## WHAT YOU HAVE TO DO
For this exercise, restate the data below with no change at all.

================================

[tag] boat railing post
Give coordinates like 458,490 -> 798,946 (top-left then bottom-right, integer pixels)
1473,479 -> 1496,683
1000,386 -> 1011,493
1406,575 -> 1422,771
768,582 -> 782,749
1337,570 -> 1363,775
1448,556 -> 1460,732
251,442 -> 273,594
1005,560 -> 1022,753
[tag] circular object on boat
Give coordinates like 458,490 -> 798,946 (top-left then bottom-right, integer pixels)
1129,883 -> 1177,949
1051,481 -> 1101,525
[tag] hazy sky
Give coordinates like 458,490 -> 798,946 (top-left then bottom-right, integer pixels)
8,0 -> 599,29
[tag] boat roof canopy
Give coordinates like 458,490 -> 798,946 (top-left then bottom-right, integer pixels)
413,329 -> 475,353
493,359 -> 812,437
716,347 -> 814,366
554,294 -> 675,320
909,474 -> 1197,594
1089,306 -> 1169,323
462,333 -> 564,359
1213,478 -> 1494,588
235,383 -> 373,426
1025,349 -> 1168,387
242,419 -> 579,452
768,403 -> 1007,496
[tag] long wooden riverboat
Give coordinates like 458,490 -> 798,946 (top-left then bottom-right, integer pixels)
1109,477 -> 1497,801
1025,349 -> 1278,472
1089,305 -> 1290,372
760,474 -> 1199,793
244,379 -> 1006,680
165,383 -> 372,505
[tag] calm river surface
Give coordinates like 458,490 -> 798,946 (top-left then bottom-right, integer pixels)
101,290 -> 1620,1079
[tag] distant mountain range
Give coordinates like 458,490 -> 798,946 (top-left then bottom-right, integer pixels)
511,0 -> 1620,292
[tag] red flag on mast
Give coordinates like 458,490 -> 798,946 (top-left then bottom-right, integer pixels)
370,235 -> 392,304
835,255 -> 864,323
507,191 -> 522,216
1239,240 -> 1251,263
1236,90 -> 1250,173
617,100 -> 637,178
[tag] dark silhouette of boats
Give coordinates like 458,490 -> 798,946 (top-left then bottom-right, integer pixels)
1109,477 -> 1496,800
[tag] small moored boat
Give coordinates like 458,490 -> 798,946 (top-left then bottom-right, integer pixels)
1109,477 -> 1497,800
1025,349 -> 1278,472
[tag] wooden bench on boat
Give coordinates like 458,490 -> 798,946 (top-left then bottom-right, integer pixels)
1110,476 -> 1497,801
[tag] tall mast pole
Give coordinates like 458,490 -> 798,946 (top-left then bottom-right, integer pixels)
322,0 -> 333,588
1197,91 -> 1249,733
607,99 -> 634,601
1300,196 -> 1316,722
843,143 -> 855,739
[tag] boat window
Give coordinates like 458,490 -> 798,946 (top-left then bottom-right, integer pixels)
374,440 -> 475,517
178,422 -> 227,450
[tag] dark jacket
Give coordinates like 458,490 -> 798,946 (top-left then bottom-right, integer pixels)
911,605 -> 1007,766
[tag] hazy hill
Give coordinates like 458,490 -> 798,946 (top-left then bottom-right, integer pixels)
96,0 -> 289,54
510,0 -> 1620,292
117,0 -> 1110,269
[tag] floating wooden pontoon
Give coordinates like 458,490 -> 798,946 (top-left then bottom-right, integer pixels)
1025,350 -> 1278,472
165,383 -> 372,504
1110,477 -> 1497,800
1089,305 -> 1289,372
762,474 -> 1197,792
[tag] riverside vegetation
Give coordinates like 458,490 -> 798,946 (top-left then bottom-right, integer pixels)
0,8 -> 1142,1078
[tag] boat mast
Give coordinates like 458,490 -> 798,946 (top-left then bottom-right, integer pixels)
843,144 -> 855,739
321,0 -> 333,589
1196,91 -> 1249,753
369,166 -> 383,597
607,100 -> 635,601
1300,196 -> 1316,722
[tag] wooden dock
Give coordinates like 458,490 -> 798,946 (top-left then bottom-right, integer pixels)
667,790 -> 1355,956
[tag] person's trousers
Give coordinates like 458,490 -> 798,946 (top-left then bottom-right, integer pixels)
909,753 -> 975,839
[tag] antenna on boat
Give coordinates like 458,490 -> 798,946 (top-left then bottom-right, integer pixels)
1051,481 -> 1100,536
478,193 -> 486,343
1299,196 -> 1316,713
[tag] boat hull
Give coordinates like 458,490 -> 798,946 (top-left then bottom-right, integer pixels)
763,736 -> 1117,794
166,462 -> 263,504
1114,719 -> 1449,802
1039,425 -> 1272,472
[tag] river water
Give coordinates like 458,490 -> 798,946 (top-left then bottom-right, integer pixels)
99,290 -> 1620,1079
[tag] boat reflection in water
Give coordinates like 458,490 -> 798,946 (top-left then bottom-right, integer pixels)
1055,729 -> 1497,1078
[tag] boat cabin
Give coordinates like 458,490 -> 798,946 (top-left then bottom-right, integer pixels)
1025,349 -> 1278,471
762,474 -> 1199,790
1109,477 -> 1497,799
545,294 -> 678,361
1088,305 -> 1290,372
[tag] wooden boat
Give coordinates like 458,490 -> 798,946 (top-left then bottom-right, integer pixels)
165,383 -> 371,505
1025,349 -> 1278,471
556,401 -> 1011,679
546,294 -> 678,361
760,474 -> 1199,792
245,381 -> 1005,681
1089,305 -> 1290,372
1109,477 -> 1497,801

================================

## RESULT BELOW
[tag] boat railing post
Give coordinates like 458,490 -> 798,946 (top-left then bottom-right, integer pixels)
1473,479 -> 1496,683
1000,386 -> 1011,493
1406,575 -> 1422,771
768,582 -> 782,749
1337,570 -> 1363,775
1448,556 -> 1460,732
251,442 -> 273,594
1005,560 -> 1022,753
[tag] circular object on boat
Give coordinates like 458,490 -> 798,946 (top-left then bottom-right, integer pixels)
1129,883 -> 1177,949
1051,481 -> 1101,525
[tag] hazy sky
Give coordinates like 458,490 -> 798,946 (top-left then bottom-right, integer pixels)
8,0 -> 599,29
[tag] boat roof canopy
Give coordinates like 458,490 -> 798,946 (top-left then bottom-right, integer pixels)
413,329 -> 475,353
493,359 -> 812,437
716,347 -> 814,366
554,294 -> 675,320
909,474 -> 1197,594
1089,306 -> 1169,323
462,333 -> 564,359
1213,478 -> 1494,588
235,383 -> 373,426
1025,349 -> 1168,387
242,419 -> 579,452
768,403 -> 1007,496
[tag] long wooden riverboat
Give coordinates like 458,490 -> 798,946 (top-left then bottom-right, integer pixels)
1109,477 -> 1497,801
1025,349 -> 1278,472
1089,305 -> 1290,372
760,474 -> 1199,793
244,379 -> 1006,680
165,383 -> 372,505
[tag] calm river surface
Give coordinates like 458,490 -> 798,946 (top-left then bottom-right, integer pixels)
101,290 -> 1620,1079
[tag] distant mountain range
Give coordinates like 458,490 -> 798,946 (top-left then bottom-right, integer pixels)
511,0 -> 1620,292
[tag] red flag on mast
Give coordinates like 458,490 -> 798,946 (top-left then bottom-right, integer pixels)
370,235 -> 392,304
835,255 -> 864,323
507,191 -> 522,216
1239,240 -> 1251,263
1236,90 -> 1250,173
617,100 -> 637,178
[tag] dark silhouette of boats
Give coordinates like 458,490 -> 798,946 (top-left then bottom-right, integer pixels)
1109,477 -> 1496,800
[tag] small moored boat
Give coordinates like 458,490 -> 798,946 (top-left then bottom-right, integer pixels)
1109,477 -> 1497,800
1025,349 -> 1278,472
[tag] wooden bench on boat
Give coordinates like 458,490 -> 798,946 (top-left then bottom-right, integer pixels)
1110,476 -> 1497,801
[tag] tall mast pole
Give coordinates like 458,490 -> 798,946 (top-left then bottom-right, integer pixels)
322,0 -> 333,588
1197,91 -> 1249,733
607,99 -> 634,601
1300,196 -> 1316,722
843,143 -> 855,739
[tag] boat window
Give coordinates like 458,490 -> 798,946 (top-left then bottom-right, integer pixels)
374,440 -> 475,517
178,422 -> 227,450
[tag] dark jacket
Give coordinates like 458,490 -> 798,946 (top-left then bottom-right, integer pixels)
911,605 -> 1007,766
[tag] hazy hill
Give coordinates like 458,490 -> 798,946 (top-left then bottom-right, integer pixels)
96,0 -> 289,54
510,0 -> 1620,292
117,0 -> 1110,269
[tag] floating wooden pontoon
Give coordinates like 458,490 -> 798,946 (top-left then bottom-right, integer pixels)
1025,350 -> 1278,472
165,383 -> 372,504
1110,477 -> 1497,800
1089,305 -> 1289,372
762,474 -> 1197,792
[tag] riverside vegetation
Give coordinates like 458,490 -> 798,946 (top-left then bottom-right, integer pixels)
0,8 -> 1142,1078
[tag] boat mast
Give coordinates like 458,490 -> 798,946 (top-left then bottom-right, integer pixels)
843,144 -> 855,739
321,0 -> 333,589
1196,91 -> 1249,753
369,166 -> 383,597
607,100 -> 635,601
1300,196 -> 1316,722
[tag] wooden dock
Give coordinates like 458,490 -> 798,946 (top-left then bottom-right, integer pixels)
667,790 -> 1355,956
[tag] person's trousers
Give coordinates like 458,490 -> 798,946 (top-left then bottom-right, integer pixels)
909,753 -> 975,839
[tag] antenna on boat
Give coordinates like 458,490 -> 798,946 (top-left then bottom-right, integer pixels)
1051,481 -> 1100,536
478,193 -> 486,343
1299,196 -> 1316,713
[tag] boat hull
Give coordinates like 458,490 -> 798,946 (top-left then bottom-right, integer pixels)
763,736 -> 1117,794
166,462 -> 263,504
1114,719 -> 1449,802
1039,425 -> 1272,472
[tag] river water
Give coordinates like 458,490 -> 798,946 (top-left then bottom-right, integer pixels)
99,290 -> 1620,1079
[tag] boat reflection in water
Give coordinates like 458,490 -> 798,946 (top-left then bottom-right, integer pixels)
1055,729 -> 1497,1078
[tag] boat cabin
Give coordinates like 458,490 -> 798,946 (top-left then bottom-right, integer pixels)
1025,349 -> 1278,471
762,474 -> 1199,790
1109,477 -> 1497,799
545,294 -> 678,361
1088,305 -> 1290,372
[tag] wooden boat
Give coordinates like 458,490 -> 798,946 (top-left then bottom-right, integer pixels)
165,383 -> 371,505
1025,349 -> 1278,471
556,401 -> 1011,679
546,294 -> 678,361
760,474 -> 1199,792
245,381 -> 1005,681
1089,305 -> 1290,372
1109,477 -> 1497,801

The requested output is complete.